• Angezeigter Text
-- -- --
Warum sind die Kommunen so wichtig?

Für die Reformen in der Ukraine ist es wichtig, dass das Land nicht nur von oben nach unten regiert wird, sondern von unten nach oben. Die Bürger müssen in der Lage sein, die Verwaltung zu kontrollieren, Einfluss zu nehmen und Demokratie einzuüben. Das geht auf der lokalen Ebene besonders gut. Die Gemeinden müssen zu dieser Selbstverwaltung aber in der Lage sein.

Und wie?

Die Ukraine hat eine freiwillige Gemeindegebietsreform angestoßen und den neuen fusionierten Kommunen Kompetenzen und eigene Finanzmittel übertragen. 2021 wurde die Neuordnung per Gesetz für die restlichen Gemeinden abgeschlossen Von 11.000 Gemeinden ist man auf rund 1.400 heruntergegangen. Auch die Zahl der Kreise ist gesunken.

Ende 2021 wurden auf dieser Basis selbstbewusste und einflussreiche Bürgermeister gewählt. Diese Reform war in der Ukraine erfolgreich und nach Meinungsumfragen sehr populär. Insbesondere in kleineren Orten sind wieder Straßen repariert worden oder Schulen haben neue Fenster bekommen, weil die Bürgermeister und Gemeinderäte vor Ort darüber entscheiden konnten.

Das war allerdings vor Russlands Invasion im Februar vergangenen Jahres.
-- -- --
• Aufgabe 1
Prüfe, ob die folgenden Aussagen mit dem Text zur ukrainischen Gemeindereform übereinstimmen, und antworte jeweils mit Ja oder Nein sowie den entscheidenden Worten des Textes als wörtliches Zitat: (a) Die Zahl der Kreise ist gestiegen. (b) Die Reform war laut Meinungsumfragen sehr populär. (c) Die Gemeindegebietsreform wurde als verpflichtende Maßnahme angestoßen.
• Aufgabe 2
Ändere im Text zur ukrainischen Gemeindereform den Abschnitt ab „Ende 2021 wurden“ bis einschließlich „darüber entscheiden konnten.“, indem du „Straßen“ durch „Brücken“ ersetzt, und gib ihn wieder.

Extrahierte Dateneinträge
-- -- --
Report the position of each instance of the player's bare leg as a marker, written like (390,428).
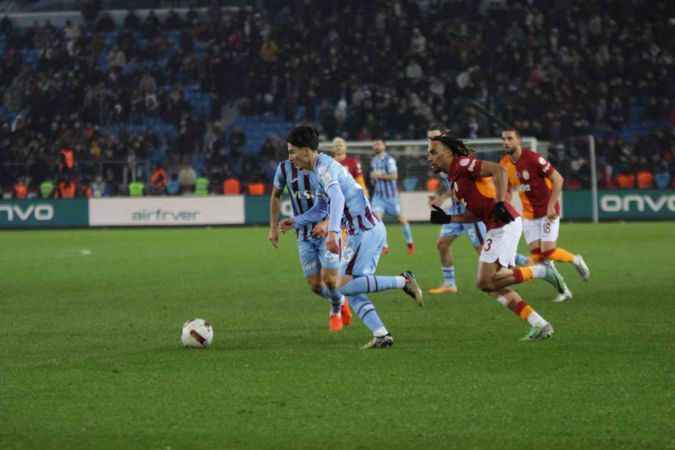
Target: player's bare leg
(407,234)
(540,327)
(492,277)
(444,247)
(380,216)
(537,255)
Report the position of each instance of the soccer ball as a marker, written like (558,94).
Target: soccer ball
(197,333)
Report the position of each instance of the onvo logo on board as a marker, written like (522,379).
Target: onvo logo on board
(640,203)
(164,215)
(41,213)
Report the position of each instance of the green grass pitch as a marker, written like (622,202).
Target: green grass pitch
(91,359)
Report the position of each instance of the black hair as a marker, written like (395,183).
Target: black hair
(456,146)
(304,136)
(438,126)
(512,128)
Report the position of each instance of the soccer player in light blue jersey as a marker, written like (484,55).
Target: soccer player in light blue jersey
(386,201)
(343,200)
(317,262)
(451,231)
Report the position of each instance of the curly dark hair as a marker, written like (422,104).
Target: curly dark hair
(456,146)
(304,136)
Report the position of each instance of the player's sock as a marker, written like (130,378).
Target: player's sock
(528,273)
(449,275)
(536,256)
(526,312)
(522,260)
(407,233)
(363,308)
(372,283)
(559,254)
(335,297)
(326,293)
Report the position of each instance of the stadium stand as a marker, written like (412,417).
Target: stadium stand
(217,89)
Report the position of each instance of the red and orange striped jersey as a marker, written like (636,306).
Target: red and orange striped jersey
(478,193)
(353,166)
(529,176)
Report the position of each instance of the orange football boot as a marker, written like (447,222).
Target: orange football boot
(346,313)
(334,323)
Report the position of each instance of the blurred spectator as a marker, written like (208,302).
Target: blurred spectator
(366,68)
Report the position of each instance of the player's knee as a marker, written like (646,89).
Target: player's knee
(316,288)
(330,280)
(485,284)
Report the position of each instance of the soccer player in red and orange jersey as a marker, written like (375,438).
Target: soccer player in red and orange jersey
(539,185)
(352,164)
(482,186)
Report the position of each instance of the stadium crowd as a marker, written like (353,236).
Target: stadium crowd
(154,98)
-- -- --
• Vollständige Antwort 1
(a) Nein: „Auch die Zahl der Kreise ist gesunken.“
(b) Ja: „Diese Reform war in der Ukraine erfolgreich und nach Meinungsumfragen sehr populär.“
(c) Nein: „Die Ukraine hat eine freiwillige Gemeindegebietsreform angestoßen“

• Vollständige Antwort 2
Ende 2021 wurden auf dieser Basis selbstbewusste und einflussreiche Bürgermeister gewählt. Diese Reform war in der Ukraine erfolgreich und nach Meinungsumfragen sehr populär. Insbesondere in kleineren Orten sind wieder Brücken repariert worden oder Schulen haben neue Fenster bekommen, weil die Bürgermeister und Gemeinderäte vor Ort darüber entscheiden konnten.